--- Data excerpts Enclosed Below ---

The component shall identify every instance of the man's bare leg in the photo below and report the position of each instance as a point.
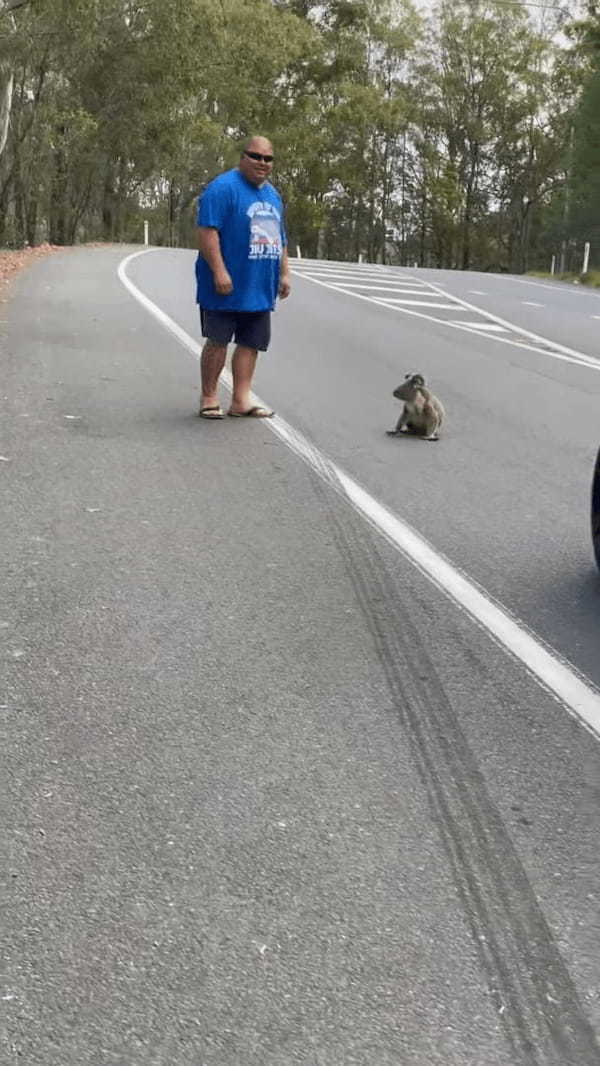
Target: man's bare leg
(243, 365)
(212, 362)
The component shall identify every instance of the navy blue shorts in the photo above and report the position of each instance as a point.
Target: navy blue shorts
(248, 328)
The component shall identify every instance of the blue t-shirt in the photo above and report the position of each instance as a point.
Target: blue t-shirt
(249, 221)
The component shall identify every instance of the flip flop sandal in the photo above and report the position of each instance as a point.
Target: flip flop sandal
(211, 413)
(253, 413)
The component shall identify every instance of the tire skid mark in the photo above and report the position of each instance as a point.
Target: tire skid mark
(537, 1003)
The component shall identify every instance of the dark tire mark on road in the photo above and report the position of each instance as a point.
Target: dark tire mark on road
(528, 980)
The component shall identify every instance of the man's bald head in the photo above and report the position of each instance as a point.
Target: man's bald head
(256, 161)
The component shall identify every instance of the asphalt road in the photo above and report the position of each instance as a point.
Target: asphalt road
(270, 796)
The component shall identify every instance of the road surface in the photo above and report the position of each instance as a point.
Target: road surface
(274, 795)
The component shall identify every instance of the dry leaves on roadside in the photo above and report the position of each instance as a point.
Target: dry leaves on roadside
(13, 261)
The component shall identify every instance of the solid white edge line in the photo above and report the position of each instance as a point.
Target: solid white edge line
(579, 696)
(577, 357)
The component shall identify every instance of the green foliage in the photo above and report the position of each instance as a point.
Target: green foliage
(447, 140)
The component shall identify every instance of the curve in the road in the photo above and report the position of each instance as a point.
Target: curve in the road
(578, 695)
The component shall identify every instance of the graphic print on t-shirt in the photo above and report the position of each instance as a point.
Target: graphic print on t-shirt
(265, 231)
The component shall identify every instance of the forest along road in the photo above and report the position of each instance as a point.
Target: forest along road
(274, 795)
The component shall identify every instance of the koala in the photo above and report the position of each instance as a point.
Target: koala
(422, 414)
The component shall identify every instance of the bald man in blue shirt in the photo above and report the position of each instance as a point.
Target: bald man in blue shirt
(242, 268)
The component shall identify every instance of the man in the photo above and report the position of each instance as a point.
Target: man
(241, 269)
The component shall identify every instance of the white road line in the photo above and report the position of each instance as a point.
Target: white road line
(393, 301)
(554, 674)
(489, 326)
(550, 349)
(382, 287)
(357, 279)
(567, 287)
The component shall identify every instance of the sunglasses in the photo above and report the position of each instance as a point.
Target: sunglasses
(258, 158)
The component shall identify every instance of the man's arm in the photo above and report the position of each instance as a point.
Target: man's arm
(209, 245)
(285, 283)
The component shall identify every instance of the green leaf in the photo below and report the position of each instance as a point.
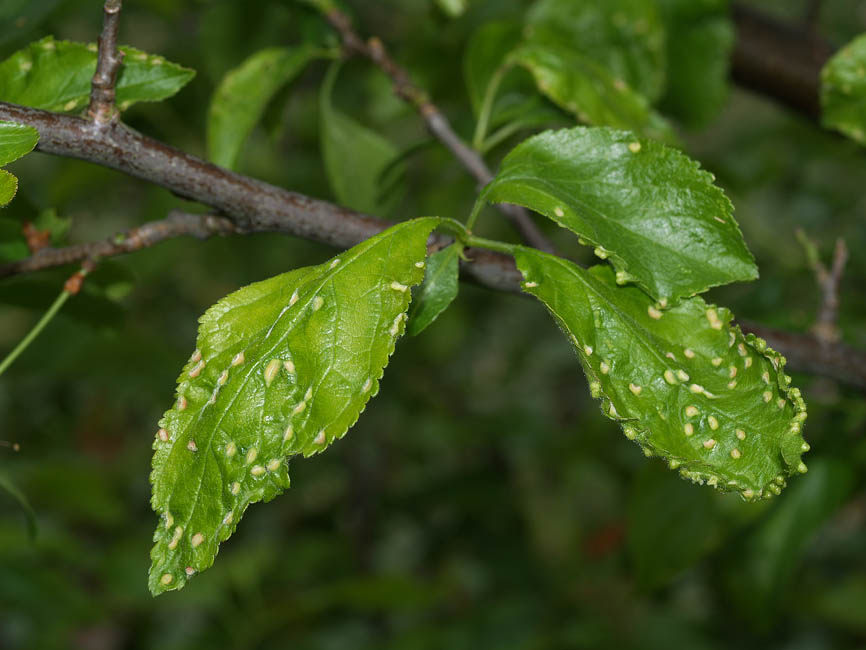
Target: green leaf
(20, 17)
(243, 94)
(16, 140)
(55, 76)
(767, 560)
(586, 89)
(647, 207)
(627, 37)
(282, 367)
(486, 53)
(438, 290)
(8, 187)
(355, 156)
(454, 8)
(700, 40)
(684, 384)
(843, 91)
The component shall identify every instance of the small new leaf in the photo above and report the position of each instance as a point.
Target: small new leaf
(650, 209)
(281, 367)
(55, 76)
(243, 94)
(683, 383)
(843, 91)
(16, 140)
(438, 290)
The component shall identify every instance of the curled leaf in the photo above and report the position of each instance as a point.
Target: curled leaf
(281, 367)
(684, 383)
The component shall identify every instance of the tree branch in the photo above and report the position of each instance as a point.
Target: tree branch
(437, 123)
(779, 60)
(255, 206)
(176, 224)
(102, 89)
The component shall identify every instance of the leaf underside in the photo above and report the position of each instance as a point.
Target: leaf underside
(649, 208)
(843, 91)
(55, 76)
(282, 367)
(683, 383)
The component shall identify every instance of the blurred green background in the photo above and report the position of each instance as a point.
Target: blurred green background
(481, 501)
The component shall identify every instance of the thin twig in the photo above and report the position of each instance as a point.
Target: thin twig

--- End of Enclosed Data excerpts ---

== What is needed ==
Check each line of the listing above for the string "thin" and return those that contain it.

== Your solution ==
The component shall identify every instance of the thin twig in the photo above and report the position of each instance as a point.
Target: thin twig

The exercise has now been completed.